— START OF INFORMATION GIVEN —

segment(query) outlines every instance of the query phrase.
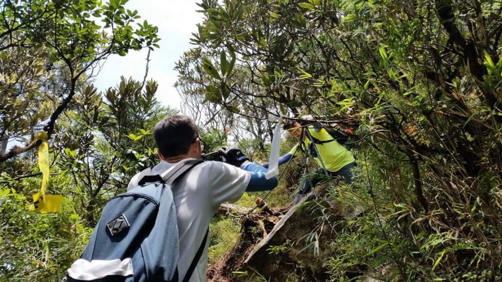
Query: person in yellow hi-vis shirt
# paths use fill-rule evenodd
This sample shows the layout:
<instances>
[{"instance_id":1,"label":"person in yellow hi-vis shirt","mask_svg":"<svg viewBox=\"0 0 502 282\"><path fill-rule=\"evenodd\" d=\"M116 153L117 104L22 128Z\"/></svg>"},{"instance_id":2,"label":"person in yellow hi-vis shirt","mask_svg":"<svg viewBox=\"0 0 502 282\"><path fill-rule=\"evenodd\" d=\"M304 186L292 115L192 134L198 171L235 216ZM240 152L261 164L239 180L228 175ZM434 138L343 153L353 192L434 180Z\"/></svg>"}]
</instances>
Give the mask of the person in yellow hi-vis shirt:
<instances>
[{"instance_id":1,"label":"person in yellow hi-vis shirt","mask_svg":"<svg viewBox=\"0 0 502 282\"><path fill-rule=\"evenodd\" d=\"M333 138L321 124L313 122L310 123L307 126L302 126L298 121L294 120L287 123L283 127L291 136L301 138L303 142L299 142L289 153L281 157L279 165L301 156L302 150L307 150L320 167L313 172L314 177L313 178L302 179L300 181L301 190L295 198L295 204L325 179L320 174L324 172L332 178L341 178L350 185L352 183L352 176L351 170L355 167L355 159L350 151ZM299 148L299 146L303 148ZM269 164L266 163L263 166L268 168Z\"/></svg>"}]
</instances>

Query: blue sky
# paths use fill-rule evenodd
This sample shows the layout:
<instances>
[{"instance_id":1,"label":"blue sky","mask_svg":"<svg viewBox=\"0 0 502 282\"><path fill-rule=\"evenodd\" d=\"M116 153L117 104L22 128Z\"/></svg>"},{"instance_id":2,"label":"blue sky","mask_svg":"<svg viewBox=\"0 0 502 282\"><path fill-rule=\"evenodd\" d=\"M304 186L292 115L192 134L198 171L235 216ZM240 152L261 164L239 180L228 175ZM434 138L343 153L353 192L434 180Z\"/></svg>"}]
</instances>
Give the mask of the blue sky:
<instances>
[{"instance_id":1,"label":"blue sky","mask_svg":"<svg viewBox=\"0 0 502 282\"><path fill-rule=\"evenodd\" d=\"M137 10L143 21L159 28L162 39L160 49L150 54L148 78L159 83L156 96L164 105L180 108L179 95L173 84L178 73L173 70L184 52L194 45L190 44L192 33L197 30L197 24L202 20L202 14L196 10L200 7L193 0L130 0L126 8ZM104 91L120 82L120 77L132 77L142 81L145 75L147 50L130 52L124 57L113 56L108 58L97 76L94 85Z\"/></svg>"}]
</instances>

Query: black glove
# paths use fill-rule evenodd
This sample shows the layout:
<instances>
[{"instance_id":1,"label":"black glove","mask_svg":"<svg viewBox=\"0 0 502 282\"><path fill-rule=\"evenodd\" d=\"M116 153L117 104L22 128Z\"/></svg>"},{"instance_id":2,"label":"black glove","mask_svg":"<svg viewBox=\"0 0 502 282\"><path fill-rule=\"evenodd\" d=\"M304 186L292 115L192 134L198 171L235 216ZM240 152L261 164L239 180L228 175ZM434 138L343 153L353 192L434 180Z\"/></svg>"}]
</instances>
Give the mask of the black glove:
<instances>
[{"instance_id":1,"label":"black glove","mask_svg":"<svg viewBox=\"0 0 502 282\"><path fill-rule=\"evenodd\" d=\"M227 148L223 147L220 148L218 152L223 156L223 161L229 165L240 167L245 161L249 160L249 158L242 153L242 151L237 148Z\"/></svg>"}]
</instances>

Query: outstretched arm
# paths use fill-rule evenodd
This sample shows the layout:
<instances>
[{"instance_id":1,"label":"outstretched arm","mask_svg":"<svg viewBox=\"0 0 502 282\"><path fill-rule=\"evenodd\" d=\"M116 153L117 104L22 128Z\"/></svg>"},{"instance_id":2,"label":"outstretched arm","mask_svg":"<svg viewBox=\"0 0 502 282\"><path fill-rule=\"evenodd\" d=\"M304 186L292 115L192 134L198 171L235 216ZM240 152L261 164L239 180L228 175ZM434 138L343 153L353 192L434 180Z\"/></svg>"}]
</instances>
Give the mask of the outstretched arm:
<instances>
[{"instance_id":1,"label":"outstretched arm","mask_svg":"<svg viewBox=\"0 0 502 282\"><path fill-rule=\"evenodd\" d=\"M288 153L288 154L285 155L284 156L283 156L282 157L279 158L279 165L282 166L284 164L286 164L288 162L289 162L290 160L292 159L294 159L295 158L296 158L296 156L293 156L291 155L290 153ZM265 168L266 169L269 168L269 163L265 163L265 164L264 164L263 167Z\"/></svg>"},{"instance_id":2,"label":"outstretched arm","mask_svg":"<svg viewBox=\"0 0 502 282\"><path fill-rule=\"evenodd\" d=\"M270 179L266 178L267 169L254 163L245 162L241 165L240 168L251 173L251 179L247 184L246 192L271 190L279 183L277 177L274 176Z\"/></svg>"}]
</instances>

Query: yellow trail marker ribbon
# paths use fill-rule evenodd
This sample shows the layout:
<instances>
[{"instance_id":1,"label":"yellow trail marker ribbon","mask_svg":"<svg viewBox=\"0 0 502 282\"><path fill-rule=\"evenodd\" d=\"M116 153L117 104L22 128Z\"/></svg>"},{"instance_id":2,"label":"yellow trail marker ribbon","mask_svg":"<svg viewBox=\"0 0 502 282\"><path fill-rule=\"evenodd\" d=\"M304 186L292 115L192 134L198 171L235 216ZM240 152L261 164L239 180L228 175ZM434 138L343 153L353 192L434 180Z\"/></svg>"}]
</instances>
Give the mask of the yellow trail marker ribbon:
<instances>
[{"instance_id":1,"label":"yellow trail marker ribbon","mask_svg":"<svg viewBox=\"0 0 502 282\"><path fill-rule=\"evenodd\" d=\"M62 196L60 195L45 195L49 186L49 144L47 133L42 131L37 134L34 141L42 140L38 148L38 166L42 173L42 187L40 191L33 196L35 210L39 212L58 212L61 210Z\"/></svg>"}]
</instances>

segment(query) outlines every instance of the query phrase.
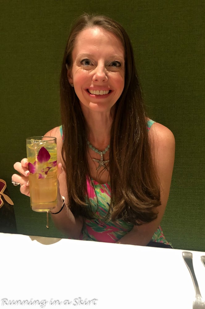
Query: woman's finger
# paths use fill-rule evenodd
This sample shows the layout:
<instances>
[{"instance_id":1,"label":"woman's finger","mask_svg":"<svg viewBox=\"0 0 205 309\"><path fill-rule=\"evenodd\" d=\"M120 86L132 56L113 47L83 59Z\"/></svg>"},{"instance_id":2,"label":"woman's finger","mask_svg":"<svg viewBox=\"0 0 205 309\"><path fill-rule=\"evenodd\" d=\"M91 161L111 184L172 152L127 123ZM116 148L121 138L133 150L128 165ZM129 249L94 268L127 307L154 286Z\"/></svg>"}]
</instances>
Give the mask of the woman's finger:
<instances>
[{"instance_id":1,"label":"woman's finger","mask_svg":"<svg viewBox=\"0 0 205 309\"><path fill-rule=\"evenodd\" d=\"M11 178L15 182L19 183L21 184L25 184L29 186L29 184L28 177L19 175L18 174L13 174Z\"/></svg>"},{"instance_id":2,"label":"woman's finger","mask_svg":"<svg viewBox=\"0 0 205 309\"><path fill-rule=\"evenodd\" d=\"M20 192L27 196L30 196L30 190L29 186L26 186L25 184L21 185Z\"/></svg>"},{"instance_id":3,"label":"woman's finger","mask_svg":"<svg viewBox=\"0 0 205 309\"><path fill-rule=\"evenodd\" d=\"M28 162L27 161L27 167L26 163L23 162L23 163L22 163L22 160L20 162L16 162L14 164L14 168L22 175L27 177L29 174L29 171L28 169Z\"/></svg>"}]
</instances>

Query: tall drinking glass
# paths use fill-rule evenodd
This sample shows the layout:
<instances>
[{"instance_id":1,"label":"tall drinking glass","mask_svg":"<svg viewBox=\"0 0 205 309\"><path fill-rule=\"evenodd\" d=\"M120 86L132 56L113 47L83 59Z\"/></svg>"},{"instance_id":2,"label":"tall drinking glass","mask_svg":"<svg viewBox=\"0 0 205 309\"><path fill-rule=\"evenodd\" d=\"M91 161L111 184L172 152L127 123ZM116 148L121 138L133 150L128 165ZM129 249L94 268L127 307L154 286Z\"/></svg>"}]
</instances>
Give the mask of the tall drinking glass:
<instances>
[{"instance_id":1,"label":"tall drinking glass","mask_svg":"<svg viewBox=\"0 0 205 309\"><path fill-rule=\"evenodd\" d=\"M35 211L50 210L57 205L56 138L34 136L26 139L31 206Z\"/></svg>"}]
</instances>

— END OF INFORMATION GIVEN —
— START OF INFORMATION GIVEN —

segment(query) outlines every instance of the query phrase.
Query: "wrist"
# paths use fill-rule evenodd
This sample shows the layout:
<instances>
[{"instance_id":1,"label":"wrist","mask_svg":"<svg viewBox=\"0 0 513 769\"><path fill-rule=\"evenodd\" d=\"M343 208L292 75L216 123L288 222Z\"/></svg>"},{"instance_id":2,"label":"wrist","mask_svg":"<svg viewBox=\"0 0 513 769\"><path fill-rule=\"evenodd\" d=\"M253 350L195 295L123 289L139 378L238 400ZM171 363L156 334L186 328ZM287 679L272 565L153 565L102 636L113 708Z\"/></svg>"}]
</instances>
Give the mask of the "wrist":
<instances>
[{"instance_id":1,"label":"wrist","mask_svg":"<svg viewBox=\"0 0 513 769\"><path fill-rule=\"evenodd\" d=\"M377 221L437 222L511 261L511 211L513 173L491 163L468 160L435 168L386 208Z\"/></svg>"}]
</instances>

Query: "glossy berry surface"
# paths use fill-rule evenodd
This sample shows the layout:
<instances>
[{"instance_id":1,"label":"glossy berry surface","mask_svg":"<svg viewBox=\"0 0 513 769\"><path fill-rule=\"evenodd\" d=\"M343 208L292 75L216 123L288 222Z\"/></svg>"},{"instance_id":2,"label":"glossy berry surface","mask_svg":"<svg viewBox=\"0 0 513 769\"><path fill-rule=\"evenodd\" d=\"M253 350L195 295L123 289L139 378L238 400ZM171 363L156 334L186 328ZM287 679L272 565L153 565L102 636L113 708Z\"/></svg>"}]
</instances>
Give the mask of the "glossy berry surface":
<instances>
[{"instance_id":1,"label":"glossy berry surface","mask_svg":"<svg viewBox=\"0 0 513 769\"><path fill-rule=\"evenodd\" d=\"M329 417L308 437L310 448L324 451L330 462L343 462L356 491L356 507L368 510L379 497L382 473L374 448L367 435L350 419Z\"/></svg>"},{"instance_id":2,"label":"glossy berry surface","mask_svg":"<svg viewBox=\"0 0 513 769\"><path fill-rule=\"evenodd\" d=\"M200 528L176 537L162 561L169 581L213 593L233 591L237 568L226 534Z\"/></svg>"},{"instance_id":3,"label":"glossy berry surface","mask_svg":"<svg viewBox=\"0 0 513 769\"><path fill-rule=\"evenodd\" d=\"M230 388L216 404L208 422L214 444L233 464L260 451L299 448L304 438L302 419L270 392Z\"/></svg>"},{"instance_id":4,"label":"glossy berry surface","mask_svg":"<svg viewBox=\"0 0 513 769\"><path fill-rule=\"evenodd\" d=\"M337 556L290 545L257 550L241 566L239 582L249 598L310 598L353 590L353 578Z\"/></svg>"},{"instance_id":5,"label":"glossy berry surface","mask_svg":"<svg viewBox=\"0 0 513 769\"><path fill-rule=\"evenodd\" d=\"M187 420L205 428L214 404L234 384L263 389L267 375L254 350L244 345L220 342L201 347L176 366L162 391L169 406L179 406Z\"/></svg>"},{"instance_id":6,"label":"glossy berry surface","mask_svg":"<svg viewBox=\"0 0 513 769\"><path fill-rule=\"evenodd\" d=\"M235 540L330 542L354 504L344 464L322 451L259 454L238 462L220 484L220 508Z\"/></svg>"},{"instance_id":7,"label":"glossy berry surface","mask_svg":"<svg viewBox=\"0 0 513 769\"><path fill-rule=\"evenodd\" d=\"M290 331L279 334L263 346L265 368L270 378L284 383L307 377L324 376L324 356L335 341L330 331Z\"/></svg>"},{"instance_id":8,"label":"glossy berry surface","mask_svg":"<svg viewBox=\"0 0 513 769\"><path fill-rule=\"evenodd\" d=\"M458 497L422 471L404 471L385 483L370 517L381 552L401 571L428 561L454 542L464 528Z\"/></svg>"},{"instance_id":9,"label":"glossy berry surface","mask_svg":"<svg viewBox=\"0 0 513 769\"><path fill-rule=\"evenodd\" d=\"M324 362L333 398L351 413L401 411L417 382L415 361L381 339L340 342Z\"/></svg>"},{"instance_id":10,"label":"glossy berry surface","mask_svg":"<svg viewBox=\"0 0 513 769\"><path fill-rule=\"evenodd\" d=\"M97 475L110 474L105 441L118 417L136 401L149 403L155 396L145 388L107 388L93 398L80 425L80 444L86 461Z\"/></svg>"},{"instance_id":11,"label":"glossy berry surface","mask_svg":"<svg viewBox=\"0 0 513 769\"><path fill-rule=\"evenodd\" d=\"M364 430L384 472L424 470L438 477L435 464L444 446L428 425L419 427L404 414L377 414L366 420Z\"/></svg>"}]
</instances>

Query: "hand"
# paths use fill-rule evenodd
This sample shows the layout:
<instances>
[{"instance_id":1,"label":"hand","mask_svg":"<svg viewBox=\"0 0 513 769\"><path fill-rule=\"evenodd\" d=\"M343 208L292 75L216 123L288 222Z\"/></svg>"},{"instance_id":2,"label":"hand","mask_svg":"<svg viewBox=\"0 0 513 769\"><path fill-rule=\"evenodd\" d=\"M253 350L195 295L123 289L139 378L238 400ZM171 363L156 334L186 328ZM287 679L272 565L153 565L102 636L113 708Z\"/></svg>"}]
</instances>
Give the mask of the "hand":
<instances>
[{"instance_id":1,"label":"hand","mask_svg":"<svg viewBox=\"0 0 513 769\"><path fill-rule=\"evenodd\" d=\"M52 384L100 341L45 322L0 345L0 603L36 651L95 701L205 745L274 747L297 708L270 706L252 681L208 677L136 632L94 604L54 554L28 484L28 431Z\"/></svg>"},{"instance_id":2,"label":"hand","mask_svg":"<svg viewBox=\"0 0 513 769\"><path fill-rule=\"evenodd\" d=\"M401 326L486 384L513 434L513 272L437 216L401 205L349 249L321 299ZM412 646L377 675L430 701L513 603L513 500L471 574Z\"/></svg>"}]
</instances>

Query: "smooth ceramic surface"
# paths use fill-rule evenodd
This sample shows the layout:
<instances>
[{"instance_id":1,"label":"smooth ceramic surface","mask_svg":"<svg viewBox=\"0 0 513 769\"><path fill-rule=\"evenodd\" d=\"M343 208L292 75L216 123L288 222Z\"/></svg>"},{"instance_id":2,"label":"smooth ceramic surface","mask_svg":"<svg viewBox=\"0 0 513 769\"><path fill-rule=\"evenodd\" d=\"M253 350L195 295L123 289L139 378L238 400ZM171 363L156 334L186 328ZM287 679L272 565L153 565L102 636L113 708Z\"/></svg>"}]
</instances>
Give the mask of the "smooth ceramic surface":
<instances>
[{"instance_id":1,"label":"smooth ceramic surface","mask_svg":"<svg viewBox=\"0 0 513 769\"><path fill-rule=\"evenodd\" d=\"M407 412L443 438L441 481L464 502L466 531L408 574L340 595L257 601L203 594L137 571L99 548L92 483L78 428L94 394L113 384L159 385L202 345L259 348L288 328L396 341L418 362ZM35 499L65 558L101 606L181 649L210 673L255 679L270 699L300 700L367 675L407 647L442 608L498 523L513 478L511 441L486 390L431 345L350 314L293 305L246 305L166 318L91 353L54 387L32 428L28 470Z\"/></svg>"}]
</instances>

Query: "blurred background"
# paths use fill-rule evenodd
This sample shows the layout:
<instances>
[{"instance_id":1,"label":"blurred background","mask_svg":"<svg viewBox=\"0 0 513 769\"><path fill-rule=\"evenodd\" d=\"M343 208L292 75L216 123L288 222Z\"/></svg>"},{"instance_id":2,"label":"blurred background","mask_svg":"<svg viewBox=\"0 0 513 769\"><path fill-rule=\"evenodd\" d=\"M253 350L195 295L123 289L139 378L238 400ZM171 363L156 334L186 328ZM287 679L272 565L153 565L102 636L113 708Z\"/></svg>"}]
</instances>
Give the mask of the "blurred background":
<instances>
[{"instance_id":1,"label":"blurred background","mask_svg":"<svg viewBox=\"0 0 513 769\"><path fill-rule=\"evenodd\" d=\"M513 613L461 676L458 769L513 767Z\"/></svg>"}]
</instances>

— END OF INFORMATION GIVEN —
— START OF INFORMATION GIVEN —

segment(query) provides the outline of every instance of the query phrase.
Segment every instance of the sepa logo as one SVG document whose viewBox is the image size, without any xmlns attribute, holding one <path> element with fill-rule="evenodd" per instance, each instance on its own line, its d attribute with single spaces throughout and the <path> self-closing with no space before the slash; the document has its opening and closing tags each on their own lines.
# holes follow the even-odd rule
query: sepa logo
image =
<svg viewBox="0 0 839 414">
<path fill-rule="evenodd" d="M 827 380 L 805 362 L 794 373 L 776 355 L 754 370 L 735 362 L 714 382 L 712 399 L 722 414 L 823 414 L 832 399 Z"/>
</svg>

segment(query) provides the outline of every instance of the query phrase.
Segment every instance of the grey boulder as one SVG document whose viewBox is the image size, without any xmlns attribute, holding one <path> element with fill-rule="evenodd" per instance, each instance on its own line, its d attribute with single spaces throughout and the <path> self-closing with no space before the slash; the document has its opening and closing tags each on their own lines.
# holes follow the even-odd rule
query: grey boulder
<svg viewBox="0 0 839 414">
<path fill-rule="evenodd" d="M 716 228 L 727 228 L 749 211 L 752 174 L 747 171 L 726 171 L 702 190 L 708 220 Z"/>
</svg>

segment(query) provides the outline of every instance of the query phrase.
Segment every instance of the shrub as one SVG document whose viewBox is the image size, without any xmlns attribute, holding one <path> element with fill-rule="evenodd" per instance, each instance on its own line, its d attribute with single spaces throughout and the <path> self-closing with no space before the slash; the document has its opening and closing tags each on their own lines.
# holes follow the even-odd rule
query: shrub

— END OF INFORMATION GIVEN —

YOUR INSTRUCTIONS: Count the lines in the rows above that contain the string "attribute", matching case exactly. Reply with the number only.

ANSWER: 3